— WHAT YOU WILL DO —
A. In the data reshaping slides, which column is the key that connects the posts and comments tables?
B. List every comment body that appears in the comments table of the data reshaping slides.

[start SOURCE DOCUMENT]

💾 Week 02 | Day 04
Data Reshaping: pandas to SQL

ME204 – Data Engineering for the Social World

Dr Jon Cardoso-Silva

24 July 2025

Yesterday’s Recap & Today’s Problem

Yesterday: You became experts at collecting data from APIs. You have posts and you have comments.

Today’s Question: How do we link them together to ask interesting questions?

The Challenge: From Separate Files to Connected Insights

Imagine you have two spreadsheets: posts.csv and comments.csv.

How do you find out which post titles get the most comments? You need to join them.

The `pandas` Way: `pd.merge()`

The Core Idea: Joining Tables

Before we write any code, let’s understand the concept. We have two tables, and we want to combine them based on a shared column.

posts

post_id	title
`p1`	First Post
`p2`	Second Post
`p3`	Third Post

comments

comment_id	post_id	comment_body
`c1`	`p1`	Great point!
`c2`	`p2`	I disagree…
`c3`	`p2`	Totally agree!
`c4`	`p3`	Interesting.

The Core Idea: Joining Tables

First, we identify the key that connects them. In this case, it’s post_id.

posts

post_id	title
`p1`	First Post
`p2`	Second Post
`p3`	Third Post

comments

comment_id	post_id	comment_body
`c1`	`p1`	Great point!
`c2`	`p2`	I disagree…
`c3`	`p2`	Totally agree!
`c4`	`p3`	Interesting.

The Core Idea: Joining Tables

Then, we match the rows where the keys are the same to create new, combined rows.

post_id	title	comment_id	comment_body
`p1`	First Post	`c1`	Great point!
`p2`	Second Post	`c2`	I disagree…
`p2`	Second Post	`c3`	Totally agree!
`p3`	Third Post	`c4`	Interesting.

This concept of “joining” is a fundamental, everyday task in data analysis.

[end SOURCE DOCUMENT]
[start RAW RECORDS]

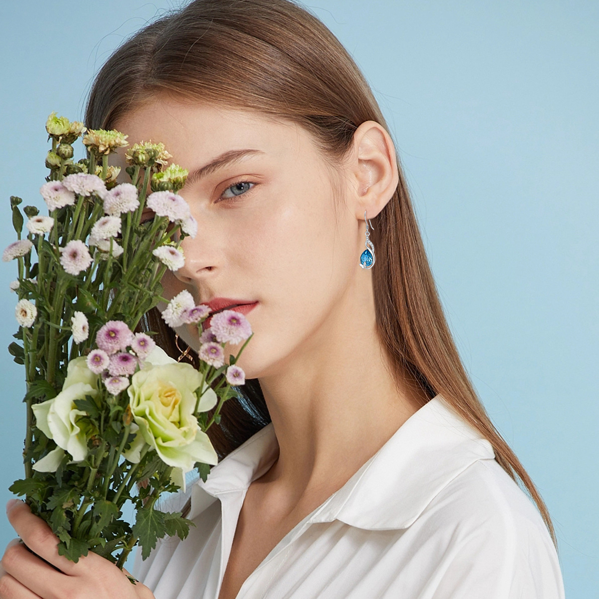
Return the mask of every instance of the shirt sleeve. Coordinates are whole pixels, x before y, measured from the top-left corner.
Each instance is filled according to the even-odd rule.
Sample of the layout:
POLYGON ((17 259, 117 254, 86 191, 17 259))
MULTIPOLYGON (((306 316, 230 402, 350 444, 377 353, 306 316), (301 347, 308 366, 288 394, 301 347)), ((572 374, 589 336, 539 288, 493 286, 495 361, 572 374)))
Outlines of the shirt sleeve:
POLYGON ((557 553, 536 522, 491 521, 450 553, 431 599, 564 599, 557 553))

[end RAW RECORDS]

— ANSWERS TO THE TASKS —
A. post_id

B.
Great point!
I disagree…
Totally agree!
Interesting.